>> Start Dataset rows
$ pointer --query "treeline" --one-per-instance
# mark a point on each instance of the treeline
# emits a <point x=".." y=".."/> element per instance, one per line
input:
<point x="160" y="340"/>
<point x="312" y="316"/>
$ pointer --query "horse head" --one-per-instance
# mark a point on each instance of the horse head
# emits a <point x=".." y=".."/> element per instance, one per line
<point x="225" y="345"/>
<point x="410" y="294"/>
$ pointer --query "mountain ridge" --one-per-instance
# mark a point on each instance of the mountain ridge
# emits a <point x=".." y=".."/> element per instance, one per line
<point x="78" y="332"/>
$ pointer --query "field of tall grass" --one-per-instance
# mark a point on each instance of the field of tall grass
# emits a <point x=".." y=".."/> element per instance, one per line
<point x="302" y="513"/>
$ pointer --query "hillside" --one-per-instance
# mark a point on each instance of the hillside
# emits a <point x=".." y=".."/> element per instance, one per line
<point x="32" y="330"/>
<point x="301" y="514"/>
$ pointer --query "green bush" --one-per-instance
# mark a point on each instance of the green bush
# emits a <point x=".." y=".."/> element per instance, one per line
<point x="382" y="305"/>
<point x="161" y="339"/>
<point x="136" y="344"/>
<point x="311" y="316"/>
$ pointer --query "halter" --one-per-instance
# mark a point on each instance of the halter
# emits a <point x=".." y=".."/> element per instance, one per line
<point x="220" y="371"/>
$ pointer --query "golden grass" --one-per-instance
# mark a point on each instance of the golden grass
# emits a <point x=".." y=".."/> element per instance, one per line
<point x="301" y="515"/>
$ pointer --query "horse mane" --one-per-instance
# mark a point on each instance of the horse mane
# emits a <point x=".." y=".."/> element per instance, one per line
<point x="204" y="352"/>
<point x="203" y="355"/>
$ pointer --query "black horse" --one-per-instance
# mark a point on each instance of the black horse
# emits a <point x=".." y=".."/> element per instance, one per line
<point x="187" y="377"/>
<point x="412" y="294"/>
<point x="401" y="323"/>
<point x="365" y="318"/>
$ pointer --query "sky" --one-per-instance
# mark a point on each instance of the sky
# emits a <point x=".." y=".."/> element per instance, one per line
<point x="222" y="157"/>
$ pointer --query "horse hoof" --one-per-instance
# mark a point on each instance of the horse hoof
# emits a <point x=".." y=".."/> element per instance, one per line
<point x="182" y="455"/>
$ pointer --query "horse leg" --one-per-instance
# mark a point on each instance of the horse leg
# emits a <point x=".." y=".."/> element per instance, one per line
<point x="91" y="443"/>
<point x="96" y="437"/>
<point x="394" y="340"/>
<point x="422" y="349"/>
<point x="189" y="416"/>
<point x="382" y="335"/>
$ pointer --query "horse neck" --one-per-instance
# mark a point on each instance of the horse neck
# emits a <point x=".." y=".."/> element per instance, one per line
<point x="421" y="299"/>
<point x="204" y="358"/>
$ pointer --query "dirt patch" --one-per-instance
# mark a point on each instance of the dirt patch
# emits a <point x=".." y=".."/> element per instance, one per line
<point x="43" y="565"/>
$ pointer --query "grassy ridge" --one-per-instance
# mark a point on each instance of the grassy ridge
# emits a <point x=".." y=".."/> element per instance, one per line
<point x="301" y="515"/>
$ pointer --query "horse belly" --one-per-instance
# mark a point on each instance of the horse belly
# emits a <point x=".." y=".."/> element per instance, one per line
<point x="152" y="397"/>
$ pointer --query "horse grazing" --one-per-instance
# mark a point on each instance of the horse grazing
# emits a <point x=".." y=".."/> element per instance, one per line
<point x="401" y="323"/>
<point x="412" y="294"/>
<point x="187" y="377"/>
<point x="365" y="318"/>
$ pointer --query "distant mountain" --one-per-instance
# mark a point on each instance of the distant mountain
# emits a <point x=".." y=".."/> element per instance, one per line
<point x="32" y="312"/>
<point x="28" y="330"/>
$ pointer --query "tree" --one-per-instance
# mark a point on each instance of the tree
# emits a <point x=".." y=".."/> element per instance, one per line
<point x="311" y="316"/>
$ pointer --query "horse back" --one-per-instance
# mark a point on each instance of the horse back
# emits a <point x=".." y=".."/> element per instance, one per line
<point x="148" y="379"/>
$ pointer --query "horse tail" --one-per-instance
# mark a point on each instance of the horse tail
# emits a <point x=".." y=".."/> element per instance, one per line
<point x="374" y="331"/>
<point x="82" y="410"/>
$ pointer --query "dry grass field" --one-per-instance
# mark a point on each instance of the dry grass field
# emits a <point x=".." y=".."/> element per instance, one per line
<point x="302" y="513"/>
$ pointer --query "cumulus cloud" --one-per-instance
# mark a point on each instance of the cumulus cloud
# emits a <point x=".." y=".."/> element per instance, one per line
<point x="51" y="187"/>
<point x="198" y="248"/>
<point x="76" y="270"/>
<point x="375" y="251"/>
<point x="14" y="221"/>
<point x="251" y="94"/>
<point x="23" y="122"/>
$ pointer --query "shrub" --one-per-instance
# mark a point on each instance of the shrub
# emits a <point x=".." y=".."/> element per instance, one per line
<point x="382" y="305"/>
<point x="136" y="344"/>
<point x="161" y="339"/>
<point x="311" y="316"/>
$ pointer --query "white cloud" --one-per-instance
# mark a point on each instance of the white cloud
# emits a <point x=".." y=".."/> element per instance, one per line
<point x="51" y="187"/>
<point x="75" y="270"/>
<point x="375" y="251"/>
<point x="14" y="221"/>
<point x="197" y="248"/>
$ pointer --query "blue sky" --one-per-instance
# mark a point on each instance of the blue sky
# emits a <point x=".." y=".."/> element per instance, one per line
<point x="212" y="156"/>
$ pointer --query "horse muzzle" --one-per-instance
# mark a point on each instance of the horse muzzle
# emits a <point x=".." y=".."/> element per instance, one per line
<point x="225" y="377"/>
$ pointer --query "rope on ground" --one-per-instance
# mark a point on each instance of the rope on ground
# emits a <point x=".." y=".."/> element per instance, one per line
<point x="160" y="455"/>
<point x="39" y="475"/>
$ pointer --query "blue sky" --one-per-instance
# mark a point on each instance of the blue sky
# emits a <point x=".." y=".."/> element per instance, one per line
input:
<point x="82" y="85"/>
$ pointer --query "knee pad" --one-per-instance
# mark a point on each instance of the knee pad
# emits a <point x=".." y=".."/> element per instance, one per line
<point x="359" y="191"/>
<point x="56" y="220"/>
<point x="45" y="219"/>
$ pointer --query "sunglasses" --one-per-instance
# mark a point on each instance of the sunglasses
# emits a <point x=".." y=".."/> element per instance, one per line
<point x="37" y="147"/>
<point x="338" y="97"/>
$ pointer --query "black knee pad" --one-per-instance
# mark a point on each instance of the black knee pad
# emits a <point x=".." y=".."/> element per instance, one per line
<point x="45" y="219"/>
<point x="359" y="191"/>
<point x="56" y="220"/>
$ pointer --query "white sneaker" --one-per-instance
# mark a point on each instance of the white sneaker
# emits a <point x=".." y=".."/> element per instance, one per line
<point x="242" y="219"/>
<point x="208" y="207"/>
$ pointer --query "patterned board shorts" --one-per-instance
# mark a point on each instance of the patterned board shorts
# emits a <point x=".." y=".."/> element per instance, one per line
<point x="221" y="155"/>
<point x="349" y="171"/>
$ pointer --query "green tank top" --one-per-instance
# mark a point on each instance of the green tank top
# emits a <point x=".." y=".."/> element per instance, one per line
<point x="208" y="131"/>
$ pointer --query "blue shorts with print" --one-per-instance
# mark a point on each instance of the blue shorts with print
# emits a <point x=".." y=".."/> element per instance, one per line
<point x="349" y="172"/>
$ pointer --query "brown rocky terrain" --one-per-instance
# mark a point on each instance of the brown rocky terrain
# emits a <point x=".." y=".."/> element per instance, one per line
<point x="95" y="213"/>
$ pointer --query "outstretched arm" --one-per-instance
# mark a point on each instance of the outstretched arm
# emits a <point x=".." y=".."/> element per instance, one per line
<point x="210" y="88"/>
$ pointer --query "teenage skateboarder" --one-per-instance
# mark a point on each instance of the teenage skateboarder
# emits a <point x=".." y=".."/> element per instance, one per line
>> End Dataset rows
Collect every line of the items above that contains the word "sneaker", treating case as significant.

* [Task response]:
$ pointer --query "white sneaker" --one-per-instance
# mark a point on each instance of the white sneaker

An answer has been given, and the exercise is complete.